* **EXERCISE GOAL**:
Up to and including the line containing "Target: green cloth", set down each line of the entries below exactly, starting from the first, and leave out the rest.

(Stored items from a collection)

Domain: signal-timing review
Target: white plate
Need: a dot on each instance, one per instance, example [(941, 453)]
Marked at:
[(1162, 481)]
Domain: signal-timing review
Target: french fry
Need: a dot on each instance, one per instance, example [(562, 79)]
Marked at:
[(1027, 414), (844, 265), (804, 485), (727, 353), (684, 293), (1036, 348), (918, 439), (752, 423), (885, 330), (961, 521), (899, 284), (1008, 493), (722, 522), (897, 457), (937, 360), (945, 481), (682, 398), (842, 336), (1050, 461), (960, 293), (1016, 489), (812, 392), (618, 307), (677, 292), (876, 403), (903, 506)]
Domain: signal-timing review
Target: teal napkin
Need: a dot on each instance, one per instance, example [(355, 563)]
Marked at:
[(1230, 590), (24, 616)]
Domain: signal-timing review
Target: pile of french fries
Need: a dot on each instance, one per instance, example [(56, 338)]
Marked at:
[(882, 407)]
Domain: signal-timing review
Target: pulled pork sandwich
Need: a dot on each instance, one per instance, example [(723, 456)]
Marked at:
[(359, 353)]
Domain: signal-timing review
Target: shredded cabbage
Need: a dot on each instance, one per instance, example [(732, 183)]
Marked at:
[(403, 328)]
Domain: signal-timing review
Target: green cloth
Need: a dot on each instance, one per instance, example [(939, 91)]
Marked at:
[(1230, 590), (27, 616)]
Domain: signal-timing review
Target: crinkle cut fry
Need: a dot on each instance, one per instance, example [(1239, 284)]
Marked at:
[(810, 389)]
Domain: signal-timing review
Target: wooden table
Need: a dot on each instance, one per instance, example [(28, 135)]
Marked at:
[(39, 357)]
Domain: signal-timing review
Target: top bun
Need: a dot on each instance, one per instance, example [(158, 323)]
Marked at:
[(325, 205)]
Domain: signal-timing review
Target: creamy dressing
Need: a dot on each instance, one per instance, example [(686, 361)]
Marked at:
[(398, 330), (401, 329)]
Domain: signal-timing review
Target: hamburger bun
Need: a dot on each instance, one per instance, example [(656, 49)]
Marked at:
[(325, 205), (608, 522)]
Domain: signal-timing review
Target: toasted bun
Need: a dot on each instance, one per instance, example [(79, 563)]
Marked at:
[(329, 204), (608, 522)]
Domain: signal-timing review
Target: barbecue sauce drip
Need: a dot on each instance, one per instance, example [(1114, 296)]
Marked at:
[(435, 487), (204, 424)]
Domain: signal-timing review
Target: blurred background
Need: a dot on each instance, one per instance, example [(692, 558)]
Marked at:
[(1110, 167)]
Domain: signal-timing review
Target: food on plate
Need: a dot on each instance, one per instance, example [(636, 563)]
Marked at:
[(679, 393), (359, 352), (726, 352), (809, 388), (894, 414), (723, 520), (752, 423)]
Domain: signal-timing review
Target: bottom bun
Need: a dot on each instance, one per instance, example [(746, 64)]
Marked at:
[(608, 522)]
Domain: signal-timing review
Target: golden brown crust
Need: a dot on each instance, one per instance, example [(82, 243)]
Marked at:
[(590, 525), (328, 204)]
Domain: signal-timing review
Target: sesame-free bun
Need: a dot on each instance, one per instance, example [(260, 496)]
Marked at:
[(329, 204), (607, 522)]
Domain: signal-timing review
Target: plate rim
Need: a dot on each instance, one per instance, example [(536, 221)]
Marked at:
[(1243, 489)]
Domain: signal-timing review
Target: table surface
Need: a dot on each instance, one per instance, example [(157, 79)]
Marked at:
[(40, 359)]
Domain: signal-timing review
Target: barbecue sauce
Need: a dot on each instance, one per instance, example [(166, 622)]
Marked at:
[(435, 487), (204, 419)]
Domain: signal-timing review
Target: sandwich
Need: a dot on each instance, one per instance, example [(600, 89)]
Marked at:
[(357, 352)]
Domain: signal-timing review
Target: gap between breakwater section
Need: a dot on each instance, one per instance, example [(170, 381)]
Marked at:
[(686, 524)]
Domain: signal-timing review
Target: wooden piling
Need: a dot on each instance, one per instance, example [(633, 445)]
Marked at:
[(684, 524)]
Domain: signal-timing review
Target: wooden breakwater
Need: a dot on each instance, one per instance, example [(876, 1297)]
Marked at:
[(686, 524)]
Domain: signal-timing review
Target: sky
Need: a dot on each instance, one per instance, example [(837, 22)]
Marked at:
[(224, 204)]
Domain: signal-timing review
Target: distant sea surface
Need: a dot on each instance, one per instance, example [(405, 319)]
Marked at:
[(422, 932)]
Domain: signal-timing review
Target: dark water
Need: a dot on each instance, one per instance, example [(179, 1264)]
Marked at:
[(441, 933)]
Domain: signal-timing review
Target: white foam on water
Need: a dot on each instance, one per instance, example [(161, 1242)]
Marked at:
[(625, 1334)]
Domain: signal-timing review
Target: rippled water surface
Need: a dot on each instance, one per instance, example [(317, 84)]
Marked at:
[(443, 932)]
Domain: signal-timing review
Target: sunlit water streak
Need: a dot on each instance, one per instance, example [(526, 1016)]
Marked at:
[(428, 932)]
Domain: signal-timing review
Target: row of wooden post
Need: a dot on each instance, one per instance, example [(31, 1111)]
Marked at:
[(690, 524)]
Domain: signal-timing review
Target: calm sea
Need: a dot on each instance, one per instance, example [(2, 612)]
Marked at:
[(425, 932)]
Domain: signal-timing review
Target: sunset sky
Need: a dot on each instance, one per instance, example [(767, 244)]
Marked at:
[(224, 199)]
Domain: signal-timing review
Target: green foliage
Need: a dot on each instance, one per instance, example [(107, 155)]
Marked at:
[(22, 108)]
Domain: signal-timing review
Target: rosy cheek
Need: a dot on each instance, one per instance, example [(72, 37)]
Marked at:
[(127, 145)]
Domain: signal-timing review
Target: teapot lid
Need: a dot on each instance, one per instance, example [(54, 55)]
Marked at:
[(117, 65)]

* **SOLVED EXERCISE**:
Domain: signal-timing review
Target: white plate
Need: a dot on each instance, one per instance, example [(941, 453)]
Marked at:
[(1162, 481)]
Domain: signal-timing review
Target: french fry
Need: a dot on each instance, one per instance, example [(562, 79)]
Marked at:
[(1027, 414), (844, 265), (804, 485), (727, 353), (684, 293), (1036, 348), (918, 439), (752, 423), (885, 330), (961, 521), (899, 284), (1008, 493), (722, 522), (897, 457), (937, 360), (945, 481), (682, 398), (842, 336), (1050, 461), (960, 293), (1016, 489), (812, 392), (618, 307), (677, 292), (876, 403), (903, 506)]
Domain: signal-timing review
Target: teal napkin
Need: a dot on each instance, one per instance, example [(355, 563)]
Marked at:
[(1230, 590), (24, 616)]
Domain: signal-timing review
Target: pile of french fries
Need: a dot on each instance, one per instance, example [(56, 338)]
Marked at:
[(882, 407)]
Domain: signal-timing review
Target: pulled pork sandwich
Need: a dot on each instance, one per instance, example [(723, 456)]
Marked at:
[(359, 353)]
Domain: signal-timing review
Target: shredded cabbage
Need: a dot on each instance, one per instance, example [(732, 183)]
Marked at:
[(403, 328)]
Domain: signal-timing review
Target: green cloth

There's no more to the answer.